== Given data ==
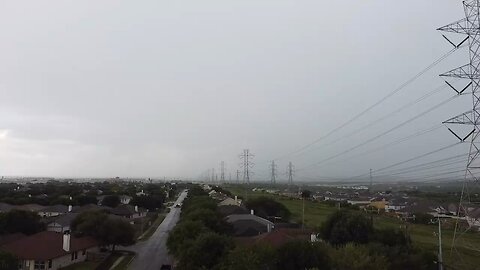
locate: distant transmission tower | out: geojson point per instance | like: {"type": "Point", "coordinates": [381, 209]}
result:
{"type": "Point", "coordinates": [469, 26]}
{"type": "Point", "coordinates": [273, 168]}
{"type": "Point", "coordinates": [247, 164]}
{"type": "Point", "coordinates": [290, 172]}
{"type": "Point", "coordinates": [222, 172]}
===
◆ Short exercise: Give back every line of the listing above as it stands, without the picture.

◆ Solution below:
locate: distant transmission tower | out: geojson point per instance | like: {"type": "Point", "coordinates": [381, 209]}
result:
{"type": "Point", "coordinates": [469, 26]}
{"type": "Point", "coordinates": [273, 168]}
{"type": "Point", "coordinates": [247, 164]}
{"type": "Point", "coordinates": [290, 172]}
{"type": "Point", "coordinates": [222, 172]}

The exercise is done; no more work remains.